▸ What the task asks
Search the listing below for the string "door", then copy every line it appears in.

══════════════════════════════

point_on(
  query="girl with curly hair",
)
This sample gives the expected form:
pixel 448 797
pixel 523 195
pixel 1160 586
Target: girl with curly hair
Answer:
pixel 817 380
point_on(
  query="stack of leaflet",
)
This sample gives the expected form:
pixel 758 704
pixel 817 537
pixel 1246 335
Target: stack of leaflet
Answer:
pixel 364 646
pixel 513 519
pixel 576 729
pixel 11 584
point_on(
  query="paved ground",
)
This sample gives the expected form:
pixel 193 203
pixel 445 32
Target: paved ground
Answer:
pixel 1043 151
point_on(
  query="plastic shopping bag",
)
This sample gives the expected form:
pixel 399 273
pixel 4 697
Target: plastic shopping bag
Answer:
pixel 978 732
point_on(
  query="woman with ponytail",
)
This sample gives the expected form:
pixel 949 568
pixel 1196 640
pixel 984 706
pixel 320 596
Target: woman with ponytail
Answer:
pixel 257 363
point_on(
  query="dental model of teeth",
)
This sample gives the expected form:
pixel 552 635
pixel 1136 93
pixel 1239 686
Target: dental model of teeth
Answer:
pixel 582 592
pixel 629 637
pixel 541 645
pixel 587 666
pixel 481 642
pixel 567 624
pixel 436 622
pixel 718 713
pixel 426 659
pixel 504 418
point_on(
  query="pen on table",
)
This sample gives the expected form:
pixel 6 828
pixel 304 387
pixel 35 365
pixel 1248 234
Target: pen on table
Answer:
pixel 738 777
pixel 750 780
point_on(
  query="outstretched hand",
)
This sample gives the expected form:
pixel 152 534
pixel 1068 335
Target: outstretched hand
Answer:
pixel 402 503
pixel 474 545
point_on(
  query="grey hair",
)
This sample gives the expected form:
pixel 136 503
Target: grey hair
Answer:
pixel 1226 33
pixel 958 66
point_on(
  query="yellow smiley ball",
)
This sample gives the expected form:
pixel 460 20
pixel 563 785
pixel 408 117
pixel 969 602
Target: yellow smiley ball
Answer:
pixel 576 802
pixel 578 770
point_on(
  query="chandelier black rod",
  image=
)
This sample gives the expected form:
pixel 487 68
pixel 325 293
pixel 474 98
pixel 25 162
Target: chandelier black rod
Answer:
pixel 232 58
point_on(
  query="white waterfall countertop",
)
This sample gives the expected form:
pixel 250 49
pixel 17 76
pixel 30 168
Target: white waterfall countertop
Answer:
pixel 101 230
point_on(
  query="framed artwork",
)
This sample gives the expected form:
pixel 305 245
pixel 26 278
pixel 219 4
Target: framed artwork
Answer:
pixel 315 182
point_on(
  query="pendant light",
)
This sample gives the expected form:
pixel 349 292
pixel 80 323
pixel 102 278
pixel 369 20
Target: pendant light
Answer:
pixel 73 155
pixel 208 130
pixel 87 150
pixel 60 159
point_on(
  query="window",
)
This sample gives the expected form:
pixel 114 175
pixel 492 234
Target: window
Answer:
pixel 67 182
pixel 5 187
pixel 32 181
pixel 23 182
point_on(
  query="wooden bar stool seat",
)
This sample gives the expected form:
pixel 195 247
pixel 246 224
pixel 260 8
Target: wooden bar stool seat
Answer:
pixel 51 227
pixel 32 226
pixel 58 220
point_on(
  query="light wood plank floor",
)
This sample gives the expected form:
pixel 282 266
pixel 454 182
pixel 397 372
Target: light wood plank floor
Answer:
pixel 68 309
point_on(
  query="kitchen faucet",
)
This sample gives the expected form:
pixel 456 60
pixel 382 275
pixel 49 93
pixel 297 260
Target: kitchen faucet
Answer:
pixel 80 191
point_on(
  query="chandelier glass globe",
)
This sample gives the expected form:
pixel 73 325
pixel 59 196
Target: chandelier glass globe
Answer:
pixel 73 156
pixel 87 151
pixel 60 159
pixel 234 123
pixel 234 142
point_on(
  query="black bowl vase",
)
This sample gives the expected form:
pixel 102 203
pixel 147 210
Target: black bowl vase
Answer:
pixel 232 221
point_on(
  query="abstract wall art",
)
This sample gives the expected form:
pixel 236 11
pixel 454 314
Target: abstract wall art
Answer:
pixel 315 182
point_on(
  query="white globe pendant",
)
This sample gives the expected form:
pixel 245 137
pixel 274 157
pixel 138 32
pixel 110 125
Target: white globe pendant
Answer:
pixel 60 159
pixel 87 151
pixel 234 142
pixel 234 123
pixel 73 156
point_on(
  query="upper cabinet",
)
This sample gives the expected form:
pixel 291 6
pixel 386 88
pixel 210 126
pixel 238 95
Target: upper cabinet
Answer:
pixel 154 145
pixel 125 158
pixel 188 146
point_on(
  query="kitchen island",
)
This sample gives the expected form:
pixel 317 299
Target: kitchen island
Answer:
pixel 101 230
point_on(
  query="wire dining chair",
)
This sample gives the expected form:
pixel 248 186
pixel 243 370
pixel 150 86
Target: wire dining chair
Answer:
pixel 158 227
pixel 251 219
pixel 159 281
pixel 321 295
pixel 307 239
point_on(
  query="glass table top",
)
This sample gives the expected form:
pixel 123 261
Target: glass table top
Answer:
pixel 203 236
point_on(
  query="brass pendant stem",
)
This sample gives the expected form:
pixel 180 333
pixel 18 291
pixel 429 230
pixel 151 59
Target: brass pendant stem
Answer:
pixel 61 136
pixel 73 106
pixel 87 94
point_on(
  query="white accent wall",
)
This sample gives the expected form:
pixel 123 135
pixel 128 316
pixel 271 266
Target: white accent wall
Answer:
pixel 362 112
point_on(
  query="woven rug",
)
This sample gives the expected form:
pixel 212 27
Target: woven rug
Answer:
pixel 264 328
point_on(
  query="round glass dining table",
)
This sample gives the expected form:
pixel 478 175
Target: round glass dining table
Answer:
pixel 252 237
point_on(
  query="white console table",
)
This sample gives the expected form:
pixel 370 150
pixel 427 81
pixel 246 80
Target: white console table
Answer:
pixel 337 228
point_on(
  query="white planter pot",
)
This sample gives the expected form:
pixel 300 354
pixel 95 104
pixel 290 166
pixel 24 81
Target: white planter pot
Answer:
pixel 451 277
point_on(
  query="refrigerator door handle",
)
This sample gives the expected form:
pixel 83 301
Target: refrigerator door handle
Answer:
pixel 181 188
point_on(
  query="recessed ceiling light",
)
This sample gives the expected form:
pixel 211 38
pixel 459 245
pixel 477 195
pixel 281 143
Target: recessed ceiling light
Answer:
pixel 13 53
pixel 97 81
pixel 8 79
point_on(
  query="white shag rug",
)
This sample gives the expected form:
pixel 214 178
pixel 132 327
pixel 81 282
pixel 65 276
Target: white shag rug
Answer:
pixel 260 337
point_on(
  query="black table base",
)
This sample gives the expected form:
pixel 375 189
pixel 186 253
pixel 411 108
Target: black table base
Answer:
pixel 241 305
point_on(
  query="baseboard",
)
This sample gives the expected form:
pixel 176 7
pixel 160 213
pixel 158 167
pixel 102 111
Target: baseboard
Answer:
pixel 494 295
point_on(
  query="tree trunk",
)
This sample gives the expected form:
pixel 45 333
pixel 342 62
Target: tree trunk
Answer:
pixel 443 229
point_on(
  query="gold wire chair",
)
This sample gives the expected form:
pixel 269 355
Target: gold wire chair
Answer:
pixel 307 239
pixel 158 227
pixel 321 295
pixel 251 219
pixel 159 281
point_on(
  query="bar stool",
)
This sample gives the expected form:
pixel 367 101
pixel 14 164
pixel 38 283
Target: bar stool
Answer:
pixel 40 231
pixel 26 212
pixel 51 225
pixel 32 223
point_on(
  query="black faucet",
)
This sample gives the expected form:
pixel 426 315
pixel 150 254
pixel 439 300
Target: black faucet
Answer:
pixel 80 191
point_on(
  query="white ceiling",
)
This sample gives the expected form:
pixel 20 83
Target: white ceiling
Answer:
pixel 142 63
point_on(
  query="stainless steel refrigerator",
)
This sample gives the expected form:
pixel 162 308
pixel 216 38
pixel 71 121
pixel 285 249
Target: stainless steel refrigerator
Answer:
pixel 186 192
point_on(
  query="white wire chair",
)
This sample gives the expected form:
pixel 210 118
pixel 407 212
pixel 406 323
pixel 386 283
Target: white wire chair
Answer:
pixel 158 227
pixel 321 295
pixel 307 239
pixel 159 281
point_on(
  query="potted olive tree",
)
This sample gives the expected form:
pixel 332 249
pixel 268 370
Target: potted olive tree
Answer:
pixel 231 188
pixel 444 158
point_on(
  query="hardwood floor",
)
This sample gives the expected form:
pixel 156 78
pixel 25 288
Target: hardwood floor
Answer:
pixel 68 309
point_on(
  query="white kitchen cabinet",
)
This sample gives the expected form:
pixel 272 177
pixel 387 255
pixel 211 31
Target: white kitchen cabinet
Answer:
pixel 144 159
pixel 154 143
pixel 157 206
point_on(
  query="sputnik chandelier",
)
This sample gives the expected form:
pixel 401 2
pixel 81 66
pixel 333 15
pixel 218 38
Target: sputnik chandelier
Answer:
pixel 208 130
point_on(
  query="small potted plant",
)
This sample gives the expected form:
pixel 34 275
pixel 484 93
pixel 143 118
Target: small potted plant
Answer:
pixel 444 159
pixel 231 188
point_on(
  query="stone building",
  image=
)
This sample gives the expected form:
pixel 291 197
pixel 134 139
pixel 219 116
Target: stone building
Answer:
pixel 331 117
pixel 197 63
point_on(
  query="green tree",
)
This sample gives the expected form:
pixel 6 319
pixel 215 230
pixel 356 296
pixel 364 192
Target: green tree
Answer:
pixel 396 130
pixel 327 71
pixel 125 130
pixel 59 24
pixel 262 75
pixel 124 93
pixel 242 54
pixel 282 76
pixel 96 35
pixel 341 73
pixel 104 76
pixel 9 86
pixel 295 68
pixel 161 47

══════════════════════════════

▸ Answer below
  query="refrigerator door handle",
Target: refrigerator door handle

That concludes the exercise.